-- Start Quoted passage --

That’s the pricing paradox nobody tells you about. When you charge more, clients value the work more. They take it more seriously. They provide better feedback. They refer more people. And you do better work because you’re not rushing through it trying to make the math work.

Pricing is the single most important decision you’ll make in your blog-based business. Get it wrong, and you’ll work twice as hard for half the income you deserve.

Why Bloggers Underprice Everything

Bloggers are terrible at pricing. I was terrible at pricing. And most of the bloggers I consult with are terrible at pricing when we first start working together. There are specific reasons for this, and understanding them is the first step to fixing the problem.

You compare yourself to free content. You’ve spent years giving away valuable information for free on your blog. When it’s time to charge for something, there’s a voice in your head that says “But I give this away for free. Why would anyone pay?” They’ll pay because your product is organized, curated, and saves them hours of piecing together free blog posts. That organization has real value.

You anchor to your own budget. If you wouldn’t pay $497 for an ebook, you assume nobody else would either. But your audience isn’t you. A marketing director making $120,000/year will pay $497 for an ebook that saves them 20 hours of research without thinking twice. You’re pricing for your wallet, not theirs.

You fear negative feedback. “That’s too expensive” is a comment no one wants to see. So you price low to avoid it. But here’s what I’ve learned… the people who complain about pricing almost never buy, regardless of the price. And the people who buy at your current price would often have paid more.

You don’t understand value-based pricing. Most bloggers price based on the time it took to create the product. I spent 40 hours on this course, so it should cost $200 because that’s $5/hour and… no. Stop. Your customer doesn’t care how long it took you. They care what the product does for them.

You see other bloggers underpricing. The blogosphere is full of $17 ebooks and $47 courses. Those prices set an anchor that drags everyone down. But the bloggers making real money, the ones earning $100,000+ per year from products, they’re charging $200-2,000 for their products. You just don’t see them as often because they’re not running $7 flash sales every Tuesday.

The cost of underpricing isn’t just lower revenue. It’s also the wrong customers, less perceived value, less motivation to create great products, and a business that requires an unsustainable volume of sales to survive.

Value-Based Pricing

Value-based pricing means charging based on the outcome your customer receives, not the inputs you provide. It’s the single most important pricing concept for bloggers to understand.

Here’s how it works with a concrete example.

You create a course that teaches freelancers how to get their first 5 clients through content marketing. If a freelancer’s average project is worth $3,000, your course could help them earn $15,000 within their first year. A $497 course that leads to $15,000 in revenue is a 30:1 return on investment. That’s a ridiculous deal for the customer. And it’s far more profitable for you than selling the same course for $47.

How to calculate value-based pricing:

  1. Identify the specific outcome your product or service delivers
  2. Estimate the financial value of that outcome to your customer over 12 months
  3. Price at 5-15% of that value

If your product helps someone save 10 hours per week and their time is worth $50/hour, that’s $26,000/year in saved time. Pricing at 5% ($1,300) is a no-brainer for the customer and profitable for you.

-- End Quoted passage --
-- Start Data section --

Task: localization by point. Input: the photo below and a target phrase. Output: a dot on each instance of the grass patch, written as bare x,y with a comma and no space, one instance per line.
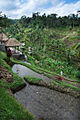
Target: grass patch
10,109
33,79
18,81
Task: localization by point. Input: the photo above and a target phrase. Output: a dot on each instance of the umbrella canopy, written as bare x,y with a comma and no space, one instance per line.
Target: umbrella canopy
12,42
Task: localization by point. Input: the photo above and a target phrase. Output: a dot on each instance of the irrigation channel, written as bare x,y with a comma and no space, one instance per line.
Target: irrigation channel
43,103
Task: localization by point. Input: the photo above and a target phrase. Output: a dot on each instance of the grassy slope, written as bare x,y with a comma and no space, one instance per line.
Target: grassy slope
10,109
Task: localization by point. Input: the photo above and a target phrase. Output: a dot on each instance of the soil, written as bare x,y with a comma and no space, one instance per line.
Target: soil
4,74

-- End Data section --
-- Start Data section --

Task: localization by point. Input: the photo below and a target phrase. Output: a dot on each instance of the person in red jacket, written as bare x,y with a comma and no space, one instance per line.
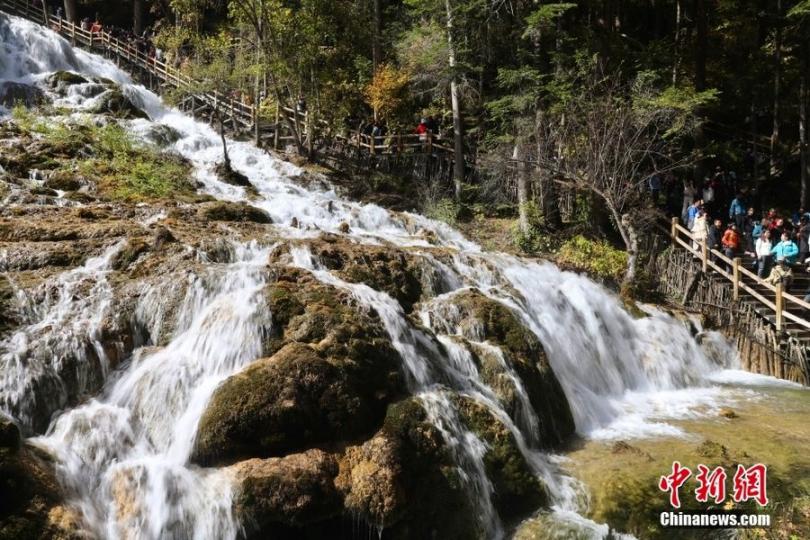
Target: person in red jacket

-- End Data section --
-- Start Data section --

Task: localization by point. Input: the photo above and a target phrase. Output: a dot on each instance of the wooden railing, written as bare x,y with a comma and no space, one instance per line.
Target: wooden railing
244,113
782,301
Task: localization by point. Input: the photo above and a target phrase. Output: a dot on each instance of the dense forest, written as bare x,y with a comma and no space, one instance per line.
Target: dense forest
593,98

-- End Data section --

Problems and tasks:
1: Answer these questions using the passage on blogger pricing:
(a) How much does the marketing director in the example earn per year?
(b) What percentage of the outcome's value does the calculation method recommend charging?
(c) What return on investment does the freelancer course example describe?
2: Continue the passage on blogger pricing, starting right after its final sentence.
None of what is asked here involves the data.

Expected answers:
1:
(a) $120,000
(b) 5-15%
(c) 30:1

2:
If your service helps a business generate $50,000 in additional revenue, pricing at 10% ($5,000) is easy to justify for both parties.

The conversation shift. Value-based pricing requires you to stop talking about features and start talking about outcomes. Not “this course includes 47 video lessons and 12 worksheets.” Instead: “Graduates of this course report an average 3x increase in their client inquiry rate within 90 days.”

Features describe what you made. Outcomes describe what the customer gets. Customers pay for outcomes.

The Psychology of Pricing

Pricing isn’t pure math. It’s psychology. There are specific patterns that influence how people perceive prices and make purchasing decisions. Use them.

Anchoring

The first price someone sees becomes the anchor against which they evaluate everything else. If you show a $2,000 option first, a $497 option looks affordable. If you show the $497 option first, it feels expensive.

This is why smart pricing pages list the most expensive option first. It sets the anchor high, and everything below it feels reasonable.

I use anchoring in my service proposals too. “A full marketing engagement typically runs $15,000-25,000. For your scope, I’m recommending the focused package at $6,500.” The $6,500 feels like a deal against the $15,000-25,000 anchor, even though I was always going to recommend $6,500.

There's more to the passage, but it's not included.